## What you need to do
Starting at the line with "yellow leaf. Keep to one point per instance.", set down each line of the entries below through the last one, exactly as it stands.

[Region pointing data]
*** Begin section ***

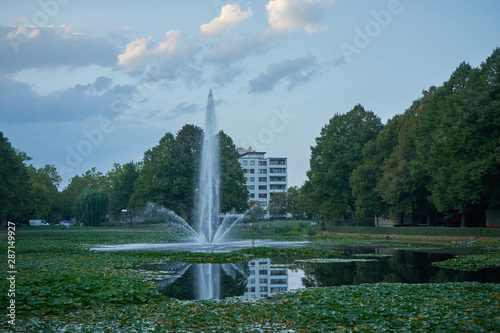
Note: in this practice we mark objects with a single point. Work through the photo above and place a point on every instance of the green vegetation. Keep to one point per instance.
(439, 158)
(471, 262)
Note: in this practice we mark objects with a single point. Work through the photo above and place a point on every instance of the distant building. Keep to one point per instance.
(265, 279)
(264, 175)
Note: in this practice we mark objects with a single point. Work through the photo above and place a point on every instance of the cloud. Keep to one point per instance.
(135, 53)
(173, 57)
(295, 14)
(240, 46)
(46, 47)
(295, 72)
(183, 109)
(230, 16)
(21, 105)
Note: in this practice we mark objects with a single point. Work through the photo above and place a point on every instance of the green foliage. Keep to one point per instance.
(278, 204)
(470, 263)
(337, 153)
(122, 179)
(169, 174)
(14, 182)
(91, 206)
(456, 139)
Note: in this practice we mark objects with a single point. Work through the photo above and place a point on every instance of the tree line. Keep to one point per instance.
(439, 158)
(167, 176)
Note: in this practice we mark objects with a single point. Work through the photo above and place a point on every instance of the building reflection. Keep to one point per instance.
(265, 279)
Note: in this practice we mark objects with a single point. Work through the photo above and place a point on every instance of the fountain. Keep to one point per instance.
(211, 231)
(208, 196)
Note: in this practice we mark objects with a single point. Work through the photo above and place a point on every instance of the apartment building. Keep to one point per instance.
(265, 279)
(264, 175)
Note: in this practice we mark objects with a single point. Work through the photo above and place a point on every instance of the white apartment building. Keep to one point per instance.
(265, 279)
(263, 175)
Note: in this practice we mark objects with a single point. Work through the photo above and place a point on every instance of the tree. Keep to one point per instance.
(161, 177)
(456, 140)
(14, 182)
(91, 179)
(366, 176)
(278, 204)
(293, 202)
(45, 196)
(91, 206)
(234, 193)
(169, 175)
(122, 179)
(398, 187)
(337, 153)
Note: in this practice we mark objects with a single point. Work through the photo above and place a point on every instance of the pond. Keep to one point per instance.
(266, 276)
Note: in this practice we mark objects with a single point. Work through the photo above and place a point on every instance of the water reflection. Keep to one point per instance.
(264, 277)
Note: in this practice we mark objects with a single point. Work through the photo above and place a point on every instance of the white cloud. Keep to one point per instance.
(50, 47)
(295, 14)
(22, 31)
(230, 16)
(295, 72)
(172, 54)
(135, 52)
(170, 43)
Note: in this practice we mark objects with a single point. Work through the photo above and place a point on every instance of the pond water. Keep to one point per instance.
(266, 276)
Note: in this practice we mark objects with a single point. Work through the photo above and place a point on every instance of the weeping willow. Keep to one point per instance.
(91, 206)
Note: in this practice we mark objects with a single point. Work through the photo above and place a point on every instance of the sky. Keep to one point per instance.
(91, 83)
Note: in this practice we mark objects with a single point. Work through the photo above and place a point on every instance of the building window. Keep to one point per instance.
(277, 179)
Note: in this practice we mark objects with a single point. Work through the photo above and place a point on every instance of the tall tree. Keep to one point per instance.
(14, 182)
(46, 201)
(405, 193)
(122, 180)
(160, 180)
(91, 206)
(92, 179)
(234, 193)
(366, 176)
(337, 153)
(278, 204)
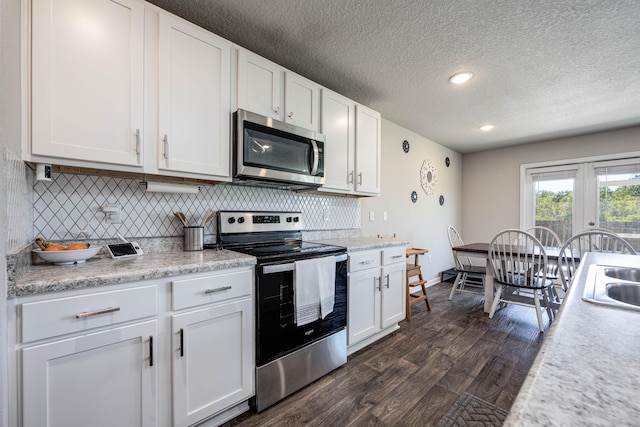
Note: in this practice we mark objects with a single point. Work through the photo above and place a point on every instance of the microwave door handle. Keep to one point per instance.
(316, 158)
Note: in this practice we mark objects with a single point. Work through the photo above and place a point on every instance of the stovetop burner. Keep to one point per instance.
(269, 236)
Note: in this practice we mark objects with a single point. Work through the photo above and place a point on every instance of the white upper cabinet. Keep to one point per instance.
(194, 99)
(338, 127)
(352, 148)
(87, 80)
(259, 85)
(367, 167)
(301, 101)
(260, 90)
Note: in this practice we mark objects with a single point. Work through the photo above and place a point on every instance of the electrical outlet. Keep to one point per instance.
(112, 214)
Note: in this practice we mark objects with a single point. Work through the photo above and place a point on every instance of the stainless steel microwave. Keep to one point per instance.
(271, 151)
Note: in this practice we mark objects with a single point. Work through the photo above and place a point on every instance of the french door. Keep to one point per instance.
(572, 197)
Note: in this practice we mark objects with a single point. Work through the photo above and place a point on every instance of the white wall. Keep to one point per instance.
(422, 223)
(491, 179)
(10, 138)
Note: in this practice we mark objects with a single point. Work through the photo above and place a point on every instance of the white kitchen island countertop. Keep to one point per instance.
(587, 372)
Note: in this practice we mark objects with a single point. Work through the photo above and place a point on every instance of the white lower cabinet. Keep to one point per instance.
(102, 379)
(376, 295)
(146, 354)
(212, 360)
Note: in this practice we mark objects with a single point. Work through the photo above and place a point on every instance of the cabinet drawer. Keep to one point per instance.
(209, 289)
(363, 260)
(393, 255)
(44, 319)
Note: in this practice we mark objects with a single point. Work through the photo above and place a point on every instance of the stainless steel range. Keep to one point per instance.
(290, 353)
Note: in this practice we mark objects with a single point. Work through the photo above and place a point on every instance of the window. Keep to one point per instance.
(572, 197)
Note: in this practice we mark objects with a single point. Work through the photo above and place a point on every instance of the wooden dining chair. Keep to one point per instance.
(549, 239)
(588, 241)
(519, 264)
(469, 278)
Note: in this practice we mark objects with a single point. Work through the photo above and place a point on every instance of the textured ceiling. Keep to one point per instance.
(543, 68)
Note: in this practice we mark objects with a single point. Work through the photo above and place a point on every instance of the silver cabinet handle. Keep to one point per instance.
(316, 157)
(150, 350)
(166, 147)
(213, 291)
(86, 314)
(181, 342)
(138, 142)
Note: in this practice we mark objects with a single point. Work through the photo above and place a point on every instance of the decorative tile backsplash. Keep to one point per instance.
(69, 207)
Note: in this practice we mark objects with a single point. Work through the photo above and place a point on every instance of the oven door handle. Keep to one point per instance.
(290, 266)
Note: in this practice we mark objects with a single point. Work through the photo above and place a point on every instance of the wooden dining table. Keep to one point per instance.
(481, 250)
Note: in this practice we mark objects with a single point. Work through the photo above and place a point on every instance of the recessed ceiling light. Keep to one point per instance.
(460, 78)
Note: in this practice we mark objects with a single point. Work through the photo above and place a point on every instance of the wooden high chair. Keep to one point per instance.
(414, 270)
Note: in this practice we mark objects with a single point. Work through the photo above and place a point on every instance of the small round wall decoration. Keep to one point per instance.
(405, 146)
(428, 177)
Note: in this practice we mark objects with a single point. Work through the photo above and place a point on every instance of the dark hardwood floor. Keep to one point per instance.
(413, 376)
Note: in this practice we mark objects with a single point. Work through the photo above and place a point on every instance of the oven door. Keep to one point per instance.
(270, 150)
(276, 331)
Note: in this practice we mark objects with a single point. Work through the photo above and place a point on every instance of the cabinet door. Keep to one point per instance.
(101, 380)
(301, 101)
(338, 121)
(364, 305)
(393, 294)
(87, 80)
(213, 365)
(259, 85)
(367, 151)
(194, 99)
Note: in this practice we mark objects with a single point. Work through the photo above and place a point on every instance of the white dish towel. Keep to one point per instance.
(314, 287)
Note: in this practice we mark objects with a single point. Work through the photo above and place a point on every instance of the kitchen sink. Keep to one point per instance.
(628, 293)
(629, 274)
(617, 287)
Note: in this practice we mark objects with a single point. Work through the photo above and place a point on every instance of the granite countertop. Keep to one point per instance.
(363, 243)
(98, 271)
(587, 372)
(41, 278)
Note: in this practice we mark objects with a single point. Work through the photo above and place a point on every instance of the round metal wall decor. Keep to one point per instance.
(428, 178)
(405, 146)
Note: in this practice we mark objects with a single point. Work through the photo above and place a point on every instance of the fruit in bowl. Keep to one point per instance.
(74, 253)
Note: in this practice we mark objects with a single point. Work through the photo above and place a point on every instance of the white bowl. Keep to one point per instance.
(67, 257)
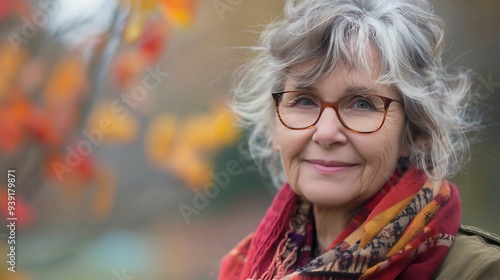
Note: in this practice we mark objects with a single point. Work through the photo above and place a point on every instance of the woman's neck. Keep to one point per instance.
(330, 222)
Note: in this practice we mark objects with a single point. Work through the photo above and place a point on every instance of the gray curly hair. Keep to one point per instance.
(409, 39)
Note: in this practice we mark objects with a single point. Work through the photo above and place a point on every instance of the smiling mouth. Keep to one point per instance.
(323, 166)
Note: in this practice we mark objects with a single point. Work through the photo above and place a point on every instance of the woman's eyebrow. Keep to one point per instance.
(361, 90)
(304, 87)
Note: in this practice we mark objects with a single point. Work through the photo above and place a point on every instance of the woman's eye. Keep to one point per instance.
(305, 101)
(363, 104)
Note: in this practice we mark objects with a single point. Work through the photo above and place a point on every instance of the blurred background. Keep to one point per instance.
(114, 116)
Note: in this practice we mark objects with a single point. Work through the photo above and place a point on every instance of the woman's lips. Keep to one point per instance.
(324, 166)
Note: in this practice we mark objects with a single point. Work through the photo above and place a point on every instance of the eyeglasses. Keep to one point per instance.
(360, 113)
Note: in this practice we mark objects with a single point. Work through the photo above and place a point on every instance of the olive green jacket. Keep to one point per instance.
(475, 254)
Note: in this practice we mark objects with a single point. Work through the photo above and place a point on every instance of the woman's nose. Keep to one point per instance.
(329, 129)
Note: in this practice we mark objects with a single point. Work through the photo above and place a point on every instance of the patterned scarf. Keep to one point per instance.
(404, 232)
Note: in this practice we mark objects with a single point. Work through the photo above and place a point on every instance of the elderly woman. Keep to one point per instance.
(350, 108)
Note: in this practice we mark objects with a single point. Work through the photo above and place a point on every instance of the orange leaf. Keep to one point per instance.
(224, 130)
(179, 12)
(152, 42)
(113, 126)
(13, 118)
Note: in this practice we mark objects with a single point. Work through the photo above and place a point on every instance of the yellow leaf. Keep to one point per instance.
(197, 131)
(179, 12)
(159, 138)
(117, 127)
(189, 165)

*** End section ***

## Answer box
Note: in this practice we mark objects with a single point. Work through the photo above and place a point on every instance of the yellow leaf. Keep to one point per instance.
(197, 131)
(179, 12)
(159, 138)
(117, 127)
(189, 165)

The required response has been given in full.